Brief 1 -
Using the text on the Evel Knievel auction, answer:
(a) Which company put together the auction?
(b) Until what date can bids be placed?
(c) What design do the leathers feature?
Brief 2 - Write what follows the last sentence of the text on the Evel Knievel auction.

Text under study -
But if you ask the question, “who’s the greatest daredevil of all-time?” the answer settles on one near-unanimous answer: Evel Knievel.

In a seriously unique opportunity as put together by Heritage Auctions, a couple items from the one-of-a-kind daredevil’s gear from his iconic career go up for auction for the first time ever.

One set of Knievel’s worn leathers and his singular, trademark cane are available for bid through February 25. Further details are available via Knievel’s website, http://www.evelknievel.com, and the auction website, http://www.ha.com.

Photo courtesy HA Auctions
Photo courtesy HA Auctions

The leathers feature Knievel’s signature “American flag” design, adorned with initials and with some “road rash” evidence present. Meanwhile the cane – or walking stick – is diamond-studded and was more or less attached to Knievel for his appearances.

Supplied data -
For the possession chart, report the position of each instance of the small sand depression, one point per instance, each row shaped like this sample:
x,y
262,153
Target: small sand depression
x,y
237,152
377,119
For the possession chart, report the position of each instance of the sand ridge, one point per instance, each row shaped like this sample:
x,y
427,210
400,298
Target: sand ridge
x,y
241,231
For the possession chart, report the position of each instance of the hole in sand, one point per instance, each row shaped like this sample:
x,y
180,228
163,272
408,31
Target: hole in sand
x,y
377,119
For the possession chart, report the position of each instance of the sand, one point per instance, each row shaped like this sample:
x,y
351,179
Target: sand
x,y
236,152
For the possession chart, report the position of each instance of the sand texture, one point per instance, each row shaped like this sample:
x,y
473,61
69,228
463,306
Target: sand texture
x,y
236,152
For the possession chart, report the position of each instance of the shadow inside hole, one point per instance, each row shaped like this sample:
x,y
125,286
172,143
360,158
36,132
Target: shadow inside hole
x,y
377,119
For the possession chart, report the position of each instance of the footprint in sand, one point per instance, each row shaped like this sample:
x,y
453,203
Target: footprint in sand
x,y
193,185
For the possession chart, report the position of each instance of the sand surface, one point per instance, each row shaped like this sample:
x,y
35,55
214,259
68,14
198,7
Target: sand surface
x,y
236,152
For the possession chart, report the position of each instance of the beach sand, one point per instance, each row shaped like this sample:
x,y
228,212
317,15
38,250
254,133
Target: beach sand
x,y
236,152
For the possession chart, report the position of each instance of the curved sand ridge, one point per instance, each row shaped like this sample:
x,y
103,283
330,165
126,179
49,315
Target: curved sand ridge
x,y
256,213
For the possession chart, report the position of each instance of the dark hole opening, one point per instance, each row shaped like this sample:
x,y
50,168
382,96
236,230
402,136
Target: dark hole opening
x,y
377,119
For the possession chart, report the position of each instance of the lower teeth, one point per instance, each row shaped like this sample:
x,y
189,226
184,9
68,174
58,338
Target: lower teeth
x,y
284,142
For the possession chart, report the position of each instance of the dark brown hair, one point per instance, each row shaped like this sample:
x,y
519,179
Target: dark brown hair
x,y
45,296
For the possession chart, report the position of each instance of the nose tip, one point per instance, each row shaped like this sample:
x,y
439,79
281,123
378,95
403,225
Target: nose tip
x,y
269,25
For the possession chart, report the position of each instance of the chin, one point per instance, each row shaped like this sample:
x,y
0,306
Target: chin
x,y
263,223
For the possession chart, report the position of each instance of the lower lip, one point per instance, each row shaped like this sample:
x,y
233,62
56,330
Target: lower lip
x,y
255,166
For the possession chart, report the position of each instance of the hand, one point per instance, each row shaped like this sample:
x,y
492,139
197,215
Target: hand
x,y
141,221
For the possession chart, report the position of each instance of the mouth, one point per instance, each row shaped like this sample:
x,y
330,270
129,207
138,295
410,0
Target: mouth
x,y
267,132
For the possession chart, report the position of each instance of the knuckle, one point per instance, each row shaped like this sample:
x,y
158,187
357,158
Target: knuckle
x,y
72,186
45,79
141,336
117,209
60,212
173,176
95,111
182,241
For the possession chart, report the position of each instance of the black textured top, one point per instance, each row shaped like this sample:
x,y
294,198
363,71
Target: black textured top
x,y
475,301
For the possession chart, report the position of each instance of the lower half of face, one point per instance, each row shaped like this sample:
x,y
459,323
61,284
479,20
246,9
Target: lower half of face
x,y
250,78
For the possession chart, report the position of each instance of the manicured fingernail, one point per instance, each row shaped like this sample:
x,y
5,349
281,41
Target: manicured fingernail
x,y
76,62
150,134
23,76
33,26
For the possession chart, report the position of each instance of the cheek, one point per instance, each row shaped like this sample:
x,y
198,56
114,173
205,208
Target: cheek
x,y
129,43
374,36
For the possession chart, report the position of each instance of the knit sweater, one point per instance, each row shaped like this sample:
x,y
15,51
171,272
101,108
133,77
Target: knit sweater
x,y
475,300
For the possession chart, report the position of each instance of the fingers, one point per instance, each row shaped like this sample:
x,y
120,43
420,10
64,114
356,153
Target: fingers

Written response 1 -
(a) Heritage Auctions
(b) February 25
(c) Knievel's signature "American flag" design

Written response 2 -
Providing the opportunity for collectors to acquire these items is a once-in-a-lifetime opportunity and for Knievel’s son Kelly, who is president of K&K Promotions and Evel’s oldest son (younger son Robbie also entered into the family business), it was better to give fans a chance to embrace them rather than have them just sitting collecting dust.

“What are we supposed to do? Be buried with them?” Kelly Knievel laughed, when speaking to NBC Sports. “There’s a time now for someone who’s a collector to bid for them, and have them where they can be seen.

“My dad had many sets of leathers… but they’re either gone, or in a museum, or he’d crash and they’d have to cut the leathers up. Since they were one piece leathers, he’d crash and go to the hospital and they would cut off. This one didn’t have to be cut. It has the scrapes from the crashes.

Photo courtesy HA Auctions
Photo courtesy HA Auctions

“And that cane never left my dad’s hands. He got that cane after his jump at Caesar’s Palace in the late ’60s, and had it until he died. There’s a lot of baseball cards, Super Bowl rings, and jerseys… but there’s only one Evel Knievel and only one cane. This cane has the hollow bottom with the liquor flask. I’m certain it’s the most famous cane on the face of the earth… and it will only increase in value as time goes on.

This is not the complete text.